Freund va donc moins loin que Schmitt dans le relativisme politique, mais sans doute un peu plus loin qu’aron. Il existe chez Freund un libéralisme politique critique d’un libéralisme idéologique et doctrinal – ce dernier prétendant dans une perspective évolutionniste qu’un ensemble de facteurs économiques et sociaux finiront par abolir le politique et, avec lui, la guerre. Pour le dire autrement, la critique que fait Freund du libéralisme du point de vue de la philosophie politique ne se confond pas avec un rejet de la société libérale : « Cela ne veut pas dire que la liberté politique exigerait la suppression des ennemis; ce serait contraire à son essence, puisqu’elle vit de l’inimitié, de l’opposition entre partis et idéologies, de la diversité antagoniste des opinions, des valeurs et des fins ainsi que de la variété rivale des solutions possibles pour résoudre le problème du bien commun. La liberté politique ainsi comprise pose donc inévitablement la question de la paix en politique. La négation de l’ennemi conduit à l’irénisme qui n’est pas la paix, mais une falsification, un mensonge. Il consiste à croire que la tolérance est un rapport entre les idées, alors qu’elle est un rapport entre les hommes, un problème de comportement. En effet, aucune idée n’est libérale, pas même celle du libéralisme, parce que par sa nature toute idée affirme quelque chose et nie autre chose. De ce point de vue, l’irénisme est plus qu’une défaillance du jugement, il en est l’absence. »
(3)
Il existe ainsi un continuum dans l’esprit de Freund entre les différents types de conflits politiques, dont les formes et intensités varient, mais dont l’essence est identique. On peut estimer que la distinction ami/ennemi est sujette à des malentendus par son esprit de synthèse, et préférer distinguer des amis, des alliés, des adversaires et des ennemis. Freund fait cependant implicitement cette distinction dans ses propos théoriques et explicitement quand il analyse dans une perspective plus historique tel ou tel conflit particulier. Il formule également ici, en creux, une chose fondamentale pour bien le comprendre : la guerre n’est pas le temps de l’existence de l’ennemi ; ni la paix le temps de l’absence de l’ennemi. La paix et la guerre sont deux modalités possibles de la relation à l’ennemi.

----

■ Tâches à réaliser:
1) Condensez sous forme de liste le paragraphe du texte source qui commence par « Il existe ainsi un continuum », en conservant ses faits principaux.
2) Extrayez du texte source, sans aucune modification, le passage qui commence par « Il existe ainsi » et se poursuit jusqu'à « relation à l’ennemi. » inclus.

----

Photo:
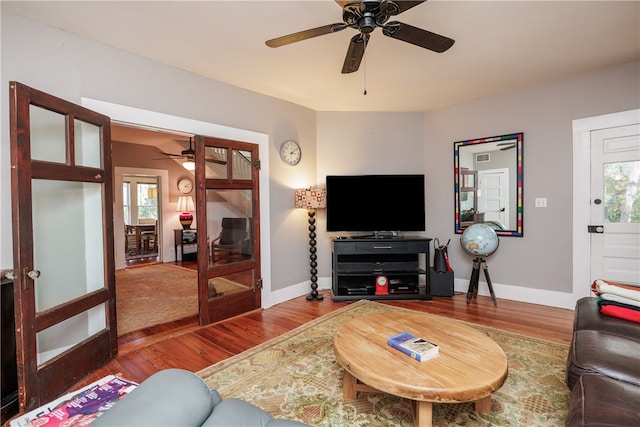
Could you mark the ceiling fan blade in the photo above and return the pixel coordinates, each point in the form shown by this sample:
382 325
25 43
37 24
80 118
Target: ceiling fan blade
355 52
417 36
172 155
397 7
306 34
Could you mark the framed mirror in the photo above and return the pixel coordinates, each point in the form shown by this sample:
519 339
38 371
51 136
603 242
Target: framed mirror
488 183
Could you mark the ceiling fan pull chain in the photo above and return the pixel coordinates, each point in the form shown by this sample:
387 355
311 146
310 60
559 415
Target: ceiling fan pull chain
365 75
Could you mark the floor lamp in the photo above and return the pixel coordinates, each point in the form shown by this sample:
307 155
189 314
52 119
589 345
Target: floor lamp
312 199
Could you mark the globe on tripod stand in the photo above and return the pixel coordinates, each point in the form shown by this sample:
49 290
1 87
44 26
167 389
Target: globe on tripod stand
479 240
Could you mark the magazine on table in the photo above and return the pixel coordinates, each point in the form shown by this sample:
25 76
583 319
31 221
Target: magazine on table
415 347
78 408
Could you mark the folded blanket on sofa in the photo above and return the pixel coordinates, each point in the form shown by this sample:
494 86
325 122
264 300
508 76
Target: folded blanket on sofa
626 291
621 313
619 310
620 299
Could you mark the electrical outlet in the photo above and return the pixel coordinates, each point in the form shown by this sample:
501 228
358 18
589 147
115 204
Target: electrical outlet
541 202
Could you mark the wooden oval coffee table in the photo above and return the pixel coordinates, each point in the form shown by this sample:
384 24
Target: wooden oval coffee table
469 368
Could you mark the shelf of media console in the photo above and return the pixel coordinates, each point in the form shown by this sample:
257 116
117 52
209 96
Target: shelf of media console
356 262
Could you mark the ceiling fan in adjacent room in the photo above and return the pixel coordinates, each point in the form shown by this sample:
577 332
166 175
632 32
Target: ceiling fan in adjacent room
504 146
365 16
189 156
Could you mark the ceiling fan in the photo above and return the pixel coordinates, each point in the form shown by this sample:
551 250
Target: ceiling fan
189 155
365 16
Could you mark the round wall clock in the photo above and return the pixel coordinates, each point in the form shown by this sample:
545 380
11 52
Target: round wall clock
185 186
382 285
290 152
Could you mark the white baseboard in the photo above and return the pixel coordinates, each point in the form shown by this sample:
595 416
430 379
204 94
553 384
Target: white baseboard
502 291
518 293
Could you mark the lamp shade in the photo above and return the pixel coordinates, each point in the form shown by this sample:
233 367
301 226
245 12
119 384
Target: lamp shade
189 164
185 204
311 198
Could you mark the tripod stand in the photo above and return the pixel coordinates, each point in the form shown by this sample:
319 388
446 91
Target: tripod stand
475 277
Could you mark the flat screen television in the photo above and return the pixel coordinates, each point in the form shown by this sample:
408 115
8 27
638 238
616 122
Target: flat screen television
375 203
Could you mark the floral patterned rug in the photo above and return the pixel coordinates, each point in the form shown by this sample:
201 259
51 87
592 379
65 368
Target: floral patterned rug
296 376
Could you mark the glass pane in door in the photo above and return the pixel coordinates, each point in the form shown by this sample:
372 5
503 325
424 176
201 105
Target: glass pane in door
58 338
48 135
241 164
622 192
231 283
67 230
229 226
87 144
216 162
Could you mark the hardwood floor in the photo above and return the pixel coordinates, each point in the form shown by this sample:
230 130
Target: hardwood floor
185 344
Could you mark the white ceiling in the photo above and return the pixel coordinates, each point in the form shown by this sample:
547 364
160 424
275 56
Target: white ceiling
500 46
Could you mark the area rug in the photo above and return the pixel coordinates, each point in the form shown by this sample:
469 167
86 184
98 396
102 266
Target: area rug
159 293
296 376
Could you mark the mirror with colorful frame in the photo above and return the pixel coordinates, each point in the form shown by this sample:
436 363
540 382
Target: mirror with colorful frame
488 183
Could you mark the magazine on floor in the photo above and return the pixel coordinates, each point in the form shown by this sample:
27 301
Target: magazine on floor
78 408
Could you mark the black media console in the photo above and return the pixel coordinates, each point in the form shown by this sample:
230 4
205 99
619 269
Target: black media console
357 263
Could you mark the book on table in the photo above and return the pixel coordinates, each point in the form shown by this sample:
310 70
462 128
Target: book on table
79 408
413 346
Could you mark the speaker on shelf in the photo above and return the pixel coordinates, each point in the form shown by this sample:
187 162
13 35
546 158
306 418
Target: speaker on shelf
441 283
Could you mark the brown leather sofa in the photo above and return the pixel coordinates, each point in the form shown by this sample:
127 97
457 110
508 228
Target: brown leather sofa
603 369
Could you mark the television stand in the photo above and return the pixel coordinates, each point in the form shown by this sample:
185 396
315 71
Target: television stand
358 261
378 235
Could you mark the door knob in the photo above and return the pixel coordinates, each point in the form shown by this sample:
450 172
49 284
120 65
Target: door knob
33 274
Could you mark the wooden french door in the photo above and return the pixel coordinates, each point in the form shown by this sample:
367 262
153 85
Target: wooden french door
228 223
62 201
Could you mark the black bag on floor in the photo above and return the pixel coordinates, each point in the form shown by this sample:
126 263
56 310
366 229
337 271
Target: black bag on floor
440 264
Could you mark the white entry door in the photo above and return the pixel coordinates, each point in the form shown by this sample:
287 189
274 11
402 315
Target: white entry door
493 195
615 204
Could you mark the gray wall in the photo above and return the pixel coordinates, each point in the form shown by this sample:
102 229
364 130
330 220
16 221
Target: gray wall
542 258
341 143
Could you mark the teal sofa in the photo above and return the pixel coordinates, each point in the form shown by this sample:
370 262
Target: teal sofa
175 397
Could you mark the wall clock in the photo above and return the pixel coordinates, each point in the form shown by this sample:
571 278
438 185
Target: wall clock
185 186
290 152
382 285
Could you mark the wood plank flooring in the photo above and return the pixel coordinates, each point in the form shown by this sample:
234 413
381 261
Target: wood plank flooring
184 344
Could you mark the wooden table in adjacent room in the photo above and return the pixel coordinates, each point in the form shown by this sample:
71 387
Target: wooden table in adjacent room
469 368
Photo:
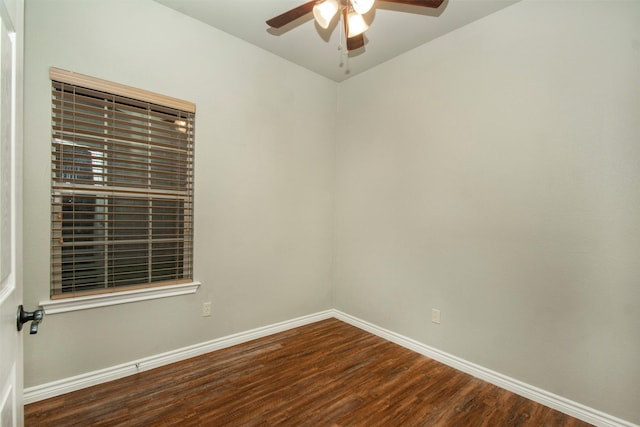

----

■ Résultats de l'exercice:
1)
- Pour Freund, les conflits politiques forment un continuum : leurs formes et leurs intensités varient, mais leur essence est identique.
- Par son esprit de synthèse, la distinction ami/ennemi peut prêter à des malentendus. On peut lui préférer une distinction entre amis, alliés, adversaires et ennemis.
- Freund fait cette distinction implicitement dans ses propos théoriques. Il la fait explicitement lorsqu'il analyse un conflit particulier dans une perspective historique.
- La guerre n'est pas le temps de l'existence de l'ennemi, ni la paix celui de son absence : ce sont deux modalités possibles de la relation à l'ennemi.

2)
Il existe ainsi un continuum dans l’esprit de Freund entre les différents types de conflits politiques, dont les formes et intensités varient, mais dont l’essence est identique. On peut estimer que la distinction ami/ennemi est sujette à des malentendus par son esprit de synthèse, et préférer distinguer des amis, des alliés, des adversaires et des ennemis. Freund fait cependant implicitement cette distinction dans ses propos théoriques et explicitement quand il analyse dans une perspective plus historique tel ou tel conflit particulier. Il formule également ici, en creux, une chose fondamentale pour bien le comprendre : la guerre n’est pas le temps de l’existence de l’ennemi ; ni la paix le temps de l’absence de l’ennemi. La paix et la guerre sont deux modalités possibles de la relation à l’ennemi.